Extracted text >>
━━━━━━━━━━━━━━━━━━━━

Linux-Networking Digest #702, Volume #11 Mon, 28 Jun 99 05:13:34 EDT
Contents:
Diablo & IP Masq ("Tyler Andersen")
eth0:transmit timed out on 3c509b (joekool)
nfs mount a drive on NT to redhat linux? ([EMAIL PROTECTED])
Re: Why not C++ ("Tom Leete")
Re: 192.168/16 vs. 10/8 ([EMAIL PROTECTED])
Re: Need Help for new Kernel 2.2.7 (SuSE 6.1) (phon)
apache cannot run cgi (Patrick)
Here are some easy ones, I thought (Denning Langston)
Re: Why not C++ (Johan Kullstam)
Re: Why not C++ (Johan Kullstam)
Re: tcp_timestamps causing massive network slowdown problems under 2.2.x (Gary Elmes)
Re: Loading modules at boot (Villy Kruse)
Re: Connecting to a WAN (Enkidu)
----------------------------------------------------------------------------
From: "Tyler Andersen" <tyler*no@spam*hexicon-systems.com>
Crossposted-To: redhat.networking.general
Subject: Diablo & IP Masq
Date: Sun, 27 Jun 1999 23:31:03 -0600
Hello.

━━━━━━━━━━━━━━━━━━━━

Record extracts >>

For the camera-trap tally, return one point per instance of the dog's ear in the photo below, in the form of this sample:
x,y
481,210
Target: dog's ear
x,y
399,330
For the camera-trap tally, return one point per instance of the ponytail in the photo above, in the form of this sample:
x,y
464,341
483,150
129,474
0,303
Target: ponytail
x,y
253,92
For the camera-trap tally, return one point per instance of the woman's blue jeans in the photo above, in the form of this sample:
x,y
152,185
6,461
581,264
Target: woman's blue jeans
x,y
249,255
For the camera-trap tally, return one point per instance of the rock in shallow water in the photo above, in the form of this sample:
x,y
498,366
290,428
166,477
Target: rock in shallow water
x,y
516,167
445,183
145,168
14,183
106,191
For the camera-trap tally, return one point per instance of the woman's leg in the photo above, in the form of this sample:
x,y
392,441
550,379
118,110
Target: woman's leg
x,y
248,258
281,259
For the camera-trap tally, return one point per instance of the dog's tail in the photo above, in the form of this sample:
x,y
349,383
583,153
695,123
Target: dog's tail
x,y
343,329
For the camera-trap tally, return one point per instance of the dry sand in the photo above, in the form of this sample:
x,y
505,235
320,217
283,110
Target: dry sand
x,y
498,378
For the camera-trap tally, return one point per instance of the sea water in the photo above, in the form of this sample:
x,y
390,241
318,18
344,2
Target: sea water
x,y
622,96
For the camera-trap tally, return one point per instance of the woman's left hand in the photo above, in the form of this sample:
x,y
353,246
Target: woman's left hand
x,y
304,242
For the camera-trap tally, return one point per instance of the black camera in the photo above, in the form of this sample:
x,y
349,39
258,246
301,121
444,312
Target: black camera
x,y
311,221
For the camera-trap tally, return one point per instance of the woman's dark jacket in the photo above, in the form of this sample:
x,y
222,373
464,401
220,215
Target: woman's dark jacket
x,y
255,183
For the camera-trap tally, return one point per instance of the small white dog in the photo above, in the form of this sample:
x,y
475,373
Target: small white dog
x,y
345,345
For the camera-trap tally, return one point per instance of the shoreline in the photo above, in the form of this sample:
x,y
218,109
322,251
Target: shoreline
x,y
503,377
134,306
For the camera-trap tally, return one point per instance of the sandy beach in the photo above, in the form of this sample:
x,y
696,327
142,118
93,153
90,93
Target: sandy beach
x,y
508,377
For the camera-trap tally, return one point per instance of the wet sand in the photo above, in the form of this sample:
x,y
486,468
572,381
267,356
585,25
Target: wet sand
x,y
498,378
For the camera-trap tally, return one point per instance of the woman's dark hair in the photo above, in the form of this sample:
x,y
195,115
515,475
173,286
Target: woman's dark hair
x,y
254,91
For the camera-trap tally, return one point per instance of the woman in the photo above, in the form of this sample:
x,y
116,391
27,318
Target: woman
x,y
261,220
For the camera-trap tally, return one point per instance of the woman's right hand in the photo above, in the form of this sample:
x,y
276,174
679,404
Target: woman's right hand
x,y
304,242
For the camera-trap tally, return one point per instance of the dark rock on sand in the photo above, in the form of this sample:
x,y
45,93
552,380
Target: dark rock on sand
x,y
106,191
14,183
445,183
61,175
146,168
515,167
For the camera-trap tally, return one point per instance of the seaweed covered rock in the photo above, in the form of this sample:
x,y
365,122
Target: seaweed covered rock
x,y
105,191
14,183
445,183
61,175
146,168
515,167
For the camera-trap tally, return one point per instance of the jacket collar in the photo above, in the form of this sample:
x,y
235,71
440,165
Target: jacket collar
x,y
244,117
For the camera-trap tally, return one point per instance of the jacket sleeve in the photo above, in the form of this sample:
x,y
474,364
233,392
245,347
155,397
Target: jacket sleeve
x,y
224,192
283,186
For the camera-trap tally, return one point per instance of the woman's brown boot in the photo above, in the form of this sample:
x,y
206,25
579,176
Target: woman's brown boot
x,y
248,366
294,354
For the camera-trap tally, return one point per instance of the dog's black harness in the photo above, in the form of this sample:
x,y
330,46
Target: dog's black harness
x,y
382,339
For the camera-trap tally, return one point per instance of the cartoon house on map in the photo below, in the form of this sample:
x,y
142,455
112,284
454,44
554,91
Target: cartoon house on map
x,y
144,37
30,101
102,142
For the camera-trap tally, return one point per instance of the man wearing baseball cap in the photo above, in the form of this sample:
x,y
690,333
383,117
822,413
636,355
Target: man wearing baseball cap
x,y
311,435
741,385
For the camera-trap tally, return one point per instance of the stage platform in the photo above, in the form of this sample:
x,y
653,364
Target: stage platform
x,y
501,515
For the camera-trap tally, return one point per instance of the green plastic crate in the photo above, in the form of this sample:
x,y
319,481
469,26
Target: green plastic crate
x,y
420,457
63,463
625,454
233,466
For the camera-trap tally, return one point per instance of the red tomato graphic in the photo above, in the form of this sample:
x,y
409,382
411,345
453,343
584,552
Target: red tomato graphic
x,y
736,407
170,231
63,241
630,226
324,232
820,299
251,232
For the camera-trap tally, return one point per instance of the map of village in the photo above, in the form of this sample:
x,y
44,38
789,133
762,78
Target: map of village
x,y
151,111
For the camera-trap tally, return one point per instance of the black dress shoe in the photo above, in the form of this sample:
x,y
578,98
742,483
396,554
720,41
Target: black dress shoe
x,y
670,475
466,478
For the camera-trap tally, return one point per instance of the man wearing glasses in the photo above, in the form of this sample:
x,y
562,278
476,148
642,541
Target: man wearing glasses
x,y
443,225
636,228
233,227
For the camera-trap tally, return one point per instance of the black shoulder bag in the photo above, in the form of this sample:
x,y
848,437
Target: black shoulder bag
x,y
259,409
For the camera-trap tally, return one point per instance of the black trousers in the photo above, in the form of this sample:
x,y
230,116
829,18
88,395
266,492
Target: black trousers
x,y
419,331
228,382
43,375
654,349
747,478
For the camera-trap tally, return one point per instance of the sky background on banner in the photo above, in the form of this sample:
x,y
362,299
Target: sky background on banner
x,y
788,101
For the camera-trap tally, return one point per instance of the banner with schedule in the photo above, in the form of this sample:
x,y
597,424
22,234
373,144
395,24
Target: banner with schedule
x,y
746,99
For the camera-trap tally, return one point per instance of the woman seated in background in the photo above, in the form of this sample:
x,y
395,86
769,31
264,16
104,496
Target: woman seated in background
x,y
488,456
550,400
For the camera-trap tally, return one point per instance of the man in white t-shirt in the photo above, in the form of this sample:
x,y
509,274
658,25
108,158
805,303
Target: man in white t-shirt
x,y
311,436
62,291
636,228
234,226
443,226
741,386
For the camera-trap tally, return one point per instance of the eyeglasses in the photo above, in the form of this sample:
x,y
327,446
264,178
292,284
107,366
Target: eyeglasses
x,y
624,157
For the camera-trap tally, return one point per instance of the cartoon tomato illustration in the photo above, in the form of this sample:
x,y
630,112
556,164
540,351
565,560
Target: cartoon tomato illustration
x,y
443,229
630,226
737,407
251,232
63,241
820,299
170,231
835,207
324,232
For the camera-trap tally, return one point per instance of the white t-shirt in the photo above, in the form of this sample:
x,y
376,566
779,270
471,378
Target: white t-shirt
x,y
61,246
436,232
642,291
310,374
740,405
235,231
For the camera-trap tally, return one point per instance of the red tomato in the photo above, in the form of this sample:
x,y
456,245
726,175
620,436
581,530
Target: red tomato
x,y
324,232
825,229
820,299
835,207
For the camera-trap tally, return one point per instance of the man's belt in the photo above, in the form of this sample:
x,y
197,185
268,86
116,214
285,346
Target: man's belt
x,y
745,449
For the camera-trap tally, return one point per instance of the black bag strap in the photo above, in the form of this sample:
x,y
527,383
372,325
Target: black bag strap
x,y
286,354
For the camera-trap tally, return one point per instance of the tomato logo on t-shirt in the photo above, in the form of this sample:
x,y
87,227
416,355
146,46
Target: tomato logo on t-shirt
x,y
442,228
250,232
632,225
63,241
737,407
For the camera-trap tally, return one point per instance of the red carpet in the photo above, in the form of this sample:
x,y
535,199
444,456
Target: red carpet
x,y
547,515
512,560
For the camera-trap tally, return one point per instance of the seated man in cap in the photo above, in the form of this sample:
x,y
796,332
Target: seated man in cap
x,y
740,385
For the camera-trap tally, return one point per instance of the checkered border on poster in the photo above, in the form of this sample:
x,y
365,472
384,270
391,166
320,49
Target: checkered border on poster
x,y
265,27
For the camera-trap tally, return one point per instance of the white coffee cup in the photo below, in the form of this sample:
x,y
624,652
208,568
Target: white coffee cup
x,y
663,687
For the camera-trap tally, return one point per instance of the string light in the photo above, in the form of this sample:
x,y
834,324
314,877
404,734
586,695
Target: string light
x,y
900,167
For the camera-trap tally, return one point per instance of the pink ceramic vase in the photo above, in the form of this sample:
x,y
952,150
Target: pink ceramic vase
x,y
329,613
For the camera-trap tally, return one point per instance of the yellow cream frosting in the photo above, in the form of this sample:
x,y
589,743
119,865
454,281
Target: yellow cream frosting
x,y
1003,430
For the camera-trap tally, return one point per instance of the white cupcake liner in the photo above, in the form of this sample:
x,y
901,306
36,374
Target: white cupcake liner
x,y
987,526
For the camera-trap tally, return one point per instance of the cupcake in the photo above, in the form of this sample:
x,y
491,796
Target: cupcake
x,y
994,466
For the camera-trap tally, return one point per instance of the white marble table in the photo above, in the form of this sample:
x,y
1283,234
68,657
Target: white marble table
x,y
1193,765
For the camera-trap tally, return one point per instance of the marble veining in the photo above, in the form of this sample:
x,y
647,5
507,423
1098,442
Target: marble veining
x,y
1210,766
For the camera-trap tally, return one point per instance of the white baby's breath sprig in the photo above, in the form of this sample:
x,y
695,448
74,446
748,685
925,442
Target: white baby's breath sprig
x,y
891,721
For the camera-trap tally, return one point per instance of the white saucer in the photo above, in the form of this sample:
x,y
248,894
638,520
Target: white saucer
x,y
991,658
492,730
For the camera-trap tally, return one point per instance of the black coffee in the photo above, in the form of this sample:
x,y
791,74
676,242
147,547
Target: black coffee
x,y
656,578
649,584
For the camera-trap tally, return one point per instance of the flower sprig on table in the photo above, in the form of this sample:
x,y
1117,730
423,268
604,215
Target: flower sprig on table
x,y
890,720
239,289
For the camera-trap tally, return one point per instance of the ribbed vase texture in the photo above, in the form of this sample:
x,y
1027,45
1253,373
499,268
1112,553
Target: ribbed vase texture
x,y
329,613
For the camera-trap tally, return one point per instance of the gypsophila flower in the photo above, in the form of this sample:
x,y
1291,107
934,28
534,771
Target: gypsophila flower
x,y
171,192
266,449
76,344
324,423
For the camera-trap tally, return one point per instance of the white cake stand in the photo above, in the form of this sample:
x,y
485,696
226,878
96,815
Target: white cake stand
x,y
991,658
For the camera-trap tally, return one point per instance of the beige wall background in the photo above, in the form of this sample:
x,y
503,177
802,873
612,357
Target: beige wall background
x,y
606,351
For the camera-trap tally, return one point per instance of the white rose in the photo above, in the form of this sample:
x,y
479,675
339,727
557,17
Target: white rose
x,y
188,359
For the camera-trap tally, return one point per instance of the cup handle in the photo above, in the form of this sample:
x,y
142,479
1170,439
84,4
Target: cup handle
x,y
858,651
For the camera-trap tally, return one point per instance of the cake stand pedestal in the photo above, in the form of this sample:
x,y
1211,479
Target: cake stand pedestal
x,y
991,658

━━━━━━━━━━━━━━━━━━━━

What to work on >>
Could you pick up the Linux-Networking Digest text after its last line, "Hello.", and carry on from there?

Reply >>
I'm having a problem getting Diablo to connect to Battle.Net through ip
masquerading. I have tried the commands listed at the Masq Apps site, and I
still can't get it to work. I have tried it on two different machines, both
running kernel 2.2.5 (RedHat 6.0), one stock, the other recompiled with
various options. Neither one worked. Masquerading works fine, it's just
Diablo that isn't working. Here are the commands I tried:
/sbin/ipmasqadm autofw -A -r udp 6112 6112 -c tcp 116
/sbin/ipmasqadm autofw -A -r udp 6112 6112 -c tcp 118
When I use this command:
/sbin/ipmasqadm autofw -A -r udp 6112 6112 -h 192.168.100.50
it works fine. However, this won't work for my situation. I need to have it
work on every IP in the 10.x.x.x range.
I've also tried various ipchains commands trying to get it to work, but
obviously it didn't work. Does anyone have any idea's, suggestions, working
examples(preferred :-)?
Thanks in advance for all your help!!!!
Tyler Andersen
Technician
Airswitch Corp.
http://www.airswitch.com/
(801) 491-6800
"The future of the internet...."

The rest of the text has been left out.